**Data for the task**
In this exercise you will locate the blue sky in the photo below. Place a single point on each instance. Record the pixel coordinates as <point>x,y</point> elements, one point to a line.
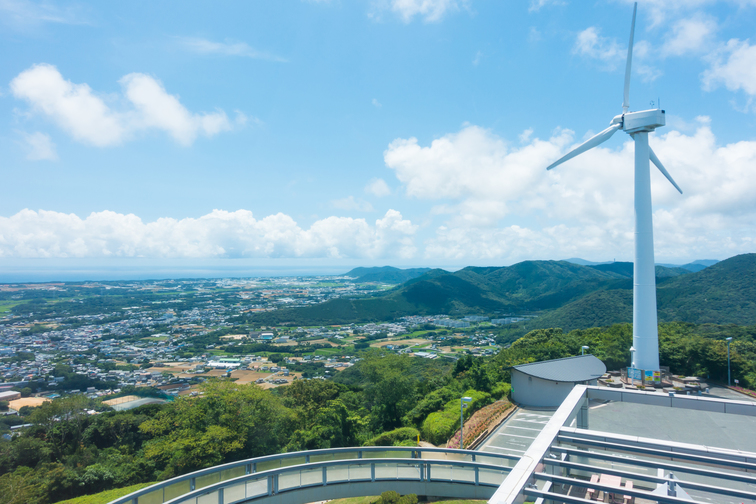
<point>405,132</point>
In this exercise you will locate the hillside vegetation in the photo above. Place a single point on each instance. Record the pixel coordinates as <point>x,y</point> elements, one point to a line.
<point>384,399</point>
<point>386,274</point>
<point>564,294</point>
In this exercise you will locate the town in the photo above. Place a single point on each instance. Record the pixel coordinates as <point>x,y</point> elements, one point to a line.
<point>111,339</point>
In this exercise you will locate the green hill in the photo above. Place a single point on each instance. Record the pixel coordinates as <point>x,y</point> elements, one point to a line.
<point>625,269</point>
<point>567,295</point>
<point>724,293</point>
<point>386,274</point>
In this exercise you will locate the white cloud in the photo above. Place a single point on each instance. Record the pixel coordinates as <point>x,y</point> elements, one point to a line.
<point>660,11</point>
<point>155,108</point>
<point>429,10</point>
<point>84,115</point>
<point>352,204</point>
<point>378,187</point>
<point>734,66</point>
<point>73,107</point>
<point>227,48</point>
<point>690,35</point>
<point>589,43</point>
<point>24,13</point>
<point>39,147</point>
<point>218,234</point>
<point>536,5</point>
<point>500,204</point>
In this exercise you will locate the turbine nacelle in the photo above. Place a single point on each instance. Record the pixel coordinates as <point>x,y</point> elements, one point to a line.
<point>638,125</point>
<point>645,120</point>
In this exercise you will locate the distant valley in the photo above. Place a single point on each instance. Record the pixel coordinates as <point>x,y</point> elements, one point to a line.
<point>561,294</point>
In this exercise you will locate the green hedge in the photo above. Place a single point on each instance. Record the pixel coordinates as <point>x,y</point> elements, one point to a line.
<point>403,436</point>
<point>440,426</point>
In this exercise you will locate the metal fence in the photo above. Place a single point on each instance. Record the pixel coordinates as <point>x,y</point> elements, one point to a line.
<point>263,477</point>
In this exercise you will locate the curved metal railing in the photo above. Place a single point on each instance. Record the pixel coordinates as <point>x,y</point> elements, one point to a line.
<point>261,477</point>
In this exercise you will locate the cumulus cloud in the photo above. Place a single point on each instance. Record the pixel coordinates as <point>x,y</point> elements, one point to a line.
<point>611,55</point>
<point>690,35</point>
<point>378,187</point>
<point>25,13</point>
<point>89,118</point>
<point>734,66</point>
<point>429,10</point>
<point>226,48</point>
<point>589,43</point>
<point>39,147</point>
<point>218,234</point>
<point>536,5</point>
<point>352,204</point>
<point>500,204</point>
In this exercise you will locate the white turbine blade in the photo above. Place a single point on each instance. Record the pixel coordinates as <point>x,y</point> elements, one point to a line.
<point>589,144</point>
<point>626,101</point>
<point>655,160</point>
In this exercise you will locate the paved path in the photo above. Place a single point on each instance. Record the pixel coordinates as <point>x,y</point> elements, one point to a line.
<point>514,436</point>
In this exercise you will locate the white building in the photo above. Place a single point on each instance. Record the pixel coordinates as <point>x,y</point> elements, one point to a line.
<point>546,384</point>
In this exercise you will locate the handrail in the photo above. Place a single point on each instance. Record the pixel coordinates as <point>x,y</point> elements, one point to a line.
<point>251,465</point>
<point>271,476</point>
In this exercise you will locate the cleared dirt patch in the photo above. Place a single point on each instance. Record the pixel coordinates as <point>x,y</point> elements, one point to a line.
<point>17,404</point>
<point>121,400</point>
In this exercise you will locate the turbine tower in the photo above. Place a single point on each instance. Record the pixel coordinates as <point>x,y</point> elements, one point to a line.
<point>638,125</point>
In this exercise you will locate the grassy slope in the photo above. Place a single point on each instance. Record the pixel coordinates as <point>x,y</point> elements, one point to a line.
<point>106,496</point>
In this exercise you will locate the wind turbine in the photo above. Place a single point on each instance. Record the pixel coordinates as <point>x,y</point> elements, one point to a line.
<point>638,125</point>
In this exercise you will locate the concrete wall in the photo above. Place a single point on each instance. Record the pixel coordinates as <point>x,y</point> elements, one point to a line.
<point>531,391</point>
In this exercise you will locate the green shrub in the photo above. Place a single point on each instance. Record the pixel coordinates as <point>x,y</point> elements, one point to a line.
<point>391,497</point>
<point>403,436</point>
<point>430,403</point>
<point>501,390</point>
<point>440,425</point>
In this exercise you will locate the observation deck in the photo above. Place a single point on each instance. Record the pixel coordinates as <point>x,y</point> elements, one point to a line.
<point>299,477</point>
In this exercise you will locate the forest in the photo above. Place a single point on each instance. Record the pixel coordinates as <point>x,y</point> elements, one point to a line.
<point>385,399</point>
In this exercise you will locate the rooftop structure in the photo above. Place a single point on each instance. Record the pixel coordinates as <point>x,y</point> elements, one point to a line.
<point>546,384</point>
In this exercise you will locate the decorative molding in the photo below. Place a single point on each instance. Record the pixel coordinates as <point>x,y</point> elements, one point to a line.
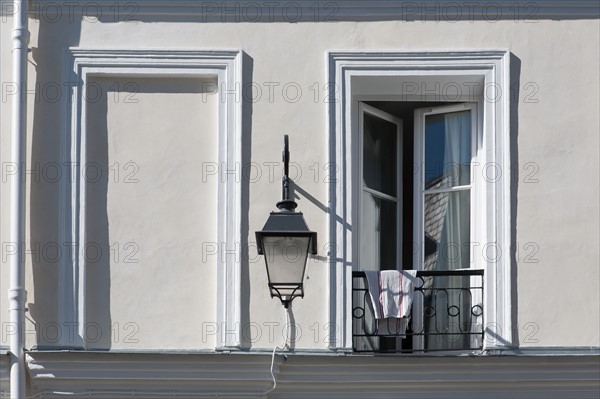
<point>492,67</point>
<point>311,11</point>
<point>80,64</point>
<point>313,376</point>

**Problem to work on**
Rewrite the items starting at the line that contains "In this exercise you will locate the distant" and ending at the line that contains "<point>263,477</point>", both lines included, leaving each request unchanged. Scale every x and y coordinate in the answers by 1.65, rounding each result to a whole number with halves rounded up.

**Written solution**
In this exercise you will locate the distant valley in the photo above. Place a single point on each instance. Record the pixel coordinates as <point>x,y</point> elements, one point to a line.
<point>926,485</point>
In this exercise you will locate the green hedge in the photo above. Place a single point on each instance. Record the pixel coordinates as <point>x,y</point> elements, one point to a line.
<point>665,719</point>
<point>726,703</point>
In this exercise you will locate the metal fence in the photo above. Place a single point on each instance. Record the pixel coordinates as <point>x,y</point> elements, one point to a line.
<point>434,787</point>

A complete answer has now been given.